# Page excerpt:
Executing Functions in background

This library has been mainly made for asynchronous http requests, but the same design allows executing arbitrary functions asynchronously in the background. Instead of passing urls, users just have to pass functions. In order to pass functions instead of urls, developers have to use api in following manner

    def hello_world(*args):
        print("hello world")
        
    def hello(*args):
        print("hello")
    
    vnt = Vinanti(block=False, backend='function')
    
    vnt.function(hello_world, rest parameters to hello_world, onfinished=hello)
    
    for executing function in separate process:
    
    vnt = Vinanti(block=False, backend='function', multiprocess=True)
    
    vnt.function(hello_world, rest parameters to hello_world)
            
    For more details take a look at test_function file in tests folder.
    
    Note: Executing function in this way is not thread safe, so use with care.

Finally regular synchronous http requests

Just initialize vinanti with block=True, and perform regular http requests. Sample code is given below.

    vnt = Vinanti(block=True, hdrs=hdr_dict)
    
    req = vnt.get(url)
    
    Now extract information from response object req as below:
    
    html = req.html
    hdr_info = req.info
    status_code = req.status
    error = req.error
    method = req.method
    url = req.url
    cookies = req.session_cookies

Some Performance Issues

  • Thread Safety of callbacks :

    1. Do not use two instances of Vinanti in the same application. If you are using two instances, then make sure that they both do not access callbacks with same global/common variable.

    2. As long as you are not accessing same callbacks from different threads (except the main thread in which main application code is running), you don't have to worry about thread safety. But if, you need to access same callbacks from different thread then arrange for callback using following method:

       vnt.loop.call_soon_threadsafe(callback)
      
    3. If above points do not apply and your use case is even more complex then it is better to use traditional synchronization primitives like lock or semaphore.

[Labeled-object pointing entries]
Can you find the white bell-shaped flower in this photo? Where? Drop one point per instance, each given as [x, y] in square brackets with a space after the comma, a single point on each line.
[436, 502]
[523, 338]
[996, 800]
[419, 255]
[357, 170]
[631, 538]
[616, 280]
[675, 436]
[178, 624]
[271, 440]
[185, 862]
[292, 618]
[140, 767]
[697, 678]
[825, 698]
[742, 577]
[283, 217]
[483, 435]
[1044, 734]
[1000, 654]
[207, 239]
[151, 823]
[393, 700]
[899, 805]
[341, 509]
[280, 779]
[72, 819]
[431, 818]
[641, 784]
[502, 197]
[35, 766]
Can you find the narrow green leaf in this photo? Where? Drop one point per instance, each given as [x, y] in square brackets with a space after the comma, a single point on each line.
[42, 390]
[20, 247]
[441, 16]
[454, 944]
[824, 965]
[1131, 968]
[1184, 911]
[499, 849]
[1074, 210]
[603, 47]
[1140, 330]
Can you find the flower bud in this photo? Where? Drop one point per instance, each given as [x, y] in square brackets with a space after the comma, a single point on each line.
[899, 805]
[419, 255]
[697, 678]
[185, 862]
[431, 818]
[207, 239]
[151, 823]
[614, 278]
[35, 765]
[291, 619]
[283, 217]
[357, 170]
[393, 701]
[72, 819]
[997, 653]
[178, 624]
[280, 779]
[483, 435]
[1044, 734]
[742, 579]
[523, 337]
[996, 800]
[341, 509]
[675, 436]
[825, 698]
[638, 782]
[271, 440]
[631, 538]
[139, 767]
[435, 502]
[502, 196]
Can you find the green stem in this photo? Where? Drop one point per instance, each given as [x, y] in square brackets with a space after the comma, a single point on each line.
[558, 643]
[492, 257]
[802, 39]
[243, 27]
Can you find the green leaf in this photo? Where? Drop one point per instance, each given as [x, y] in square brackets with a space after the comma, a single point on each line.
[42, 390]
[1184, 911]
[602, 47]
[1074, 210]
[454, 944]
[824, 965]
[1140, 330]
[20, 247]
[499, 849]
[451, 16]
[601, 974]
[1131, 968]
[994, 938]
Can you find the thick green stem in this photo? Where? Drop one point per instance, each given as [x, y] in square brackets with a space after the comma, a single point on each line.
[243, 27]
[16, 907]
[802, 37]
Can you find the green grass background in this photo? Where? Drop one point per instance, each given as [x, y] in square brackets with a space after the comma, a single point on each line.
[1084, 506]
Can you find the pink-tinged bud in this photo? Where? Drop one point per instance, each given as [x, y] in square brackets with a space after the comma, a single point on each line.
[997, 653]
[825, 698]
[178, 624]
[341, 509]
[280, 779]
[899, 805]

# Set problem 1:
Please format the listing, from the line containing "Can you find the pink-tinged" through the end of the listing, as a Markdown table with the columns Row and Listing line, omitting any blank lines.
# Set problem 2:
Resume the Vinanti library documentation after its last sentence.

# Exercise response 1:
| Row | Listing line |
|---|---|
| 1 | Can you find the pink-tinged bud in this photo? Where? Drop one point per instance, each given as [x, y] in square brackets with a space after the comma, a single point on each line. |
| 2 | [997, 653] |
| 3 | [825, 698] |
| 4 | [178, 624] |
| 5 | [341, 509] |
| 6 | [280, 779] |
| 7 | [899, 805] |

# Exercise response 2:
  • In order to make api simple, the library has accepted some performance penalty especially using aiohttp as backend. It can't reuse aiohttp's connection pool. In order to use aiohttp's default connection pool, vinanti might have to turn entire code into async including its api, which could have defeated its purpose of simple and easy to api. If anyone has solution to it, then they can sure submit pull request without changing api. However, this performance penalty looks negligible (compared to other sync http clients) when used in synchronous code.

Sample applications using Vinanti

  1. A sample application using Vinati is available here. It is PyQt application. In qt based applications, fetching urls on one hand and keeping GUI responsive on the other hand is bit cumbersome. In order to keep qt gui responsive, one needs to spin thread (for fetching urls) and then GUI needs to be updated using signal/slot mechanism. The application tries do similar thing using Vinanti, but without external threads and signal/slot mechanism. It intializes Vinanti with block=False, and tries to achieve same thing using callback mechanism.
  • Note: This approach may work for simple pyqt applications. For complicated applications, it is better to use custom signal/slot mechanism along with vinanti.

Sample library using Vinanti

A sample tvdb-async library is also available. This library allows fetching of tv series metadata from thetvdb.com in async manner as it is made available.

About word Vinanti

It means Request, in Marathi.